Selected extract
--- begin ---
Marian Miner Cook
Athenaeum

A distinctive
feature of social and
cultural life at CMC

 

Thu, February 22, 2024
Lunch Program
Jameson Mitrovich '24, Nate Weisberg '24, Ben Lauren PZ '25, panelists
John J. Pitney, Jr., Moderator

Join the Dreier Roundtable for a panel centering the role of student journalism on college campuses. In today’s political and social climate where free speech is under scrutiny, student newspapers play a critical role in amplifying various voices and perspectives across the campuses. In this lunch event moderated by John J. Pitney Jr., Roy P. Crocker Professor of Politics at CMC, we will have Ben Lauren, editor-in-chief of The Student Life, Nate Weisberg, editor-in-chief of the CMC Forum, and Jameson Mitrovich, managing editor of the Claremont Independent, in conversation with one another. Learn about the philosophy of reporting at our campus’s publications, free speech on college campuses, and how we can promote productive and respectful discourse.
--- end ---
Jobs
(1) Condense the event page's paragraph beginning "Join the Dreier Roundtable" into a short bulleted list that keeps its main facts.
(2) Please print the portion of the event page starting with "Join the Dreier" and going on through "and respectful discourse.".
Rely only on the event page above.

Given data
--- begin ---
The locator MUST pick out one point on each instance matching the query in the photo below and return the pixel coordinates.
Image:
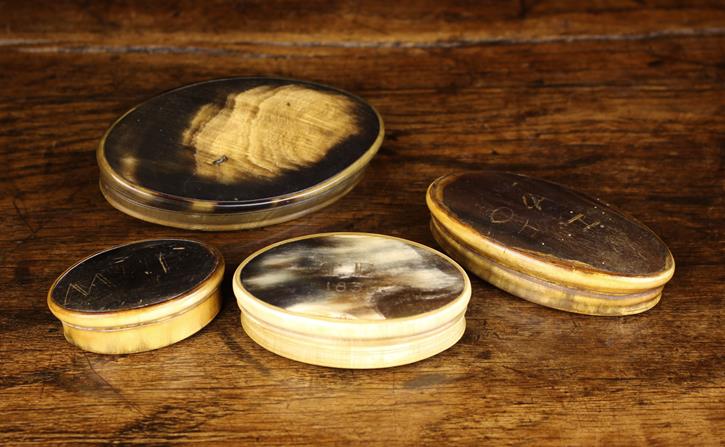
--- end ---
Task-by-task outputs
(1)
- The Dreier Roundtable is hosting a lunch panel on the role of student journalism on college campuses.
- With free speech under scrutiny, student newspapers play a critical role in amplifying various voices and perspectives across the campuses.
- Moderator: John J. Pitney Jr., Roy P. Crocker Professor of Politics at CMC.
- Panelists: Ben Lauren, editor-in-chief of The Student Life; Nate Weisberg, editor-in-chief of the CMC Forum; and Jameson Mitrovich, managing editor of the Claremont Independent.
- Topics: the philosophy of reporting at the campus publications, free speech on college campuses, and how to promote productive and respectful discourse.

(2)
Join the Dreier Roundtable for a panel centering the role of student journalism on college campuses. In today’s political and social climate where free speech is under scrutiny, student newspapers play a critical role in amplifying various voices and perspectives across the campuses. In this lunch event moderated by John J. Pitney Jr., Roy P. Crocker Professor of Politics at CMC, we will have Ben Lauren, editor-in-chief of The Student Life, Nate Weisberg, editor-in-chief of the CMC Forum, and Jameson Mitrovich, managing editor of the Claremont Independent, in conversation with one another. Learn about the philosophy of reporting at our campus’s publications, free speech on college campuses, and how we can promote productive and respectful discourse.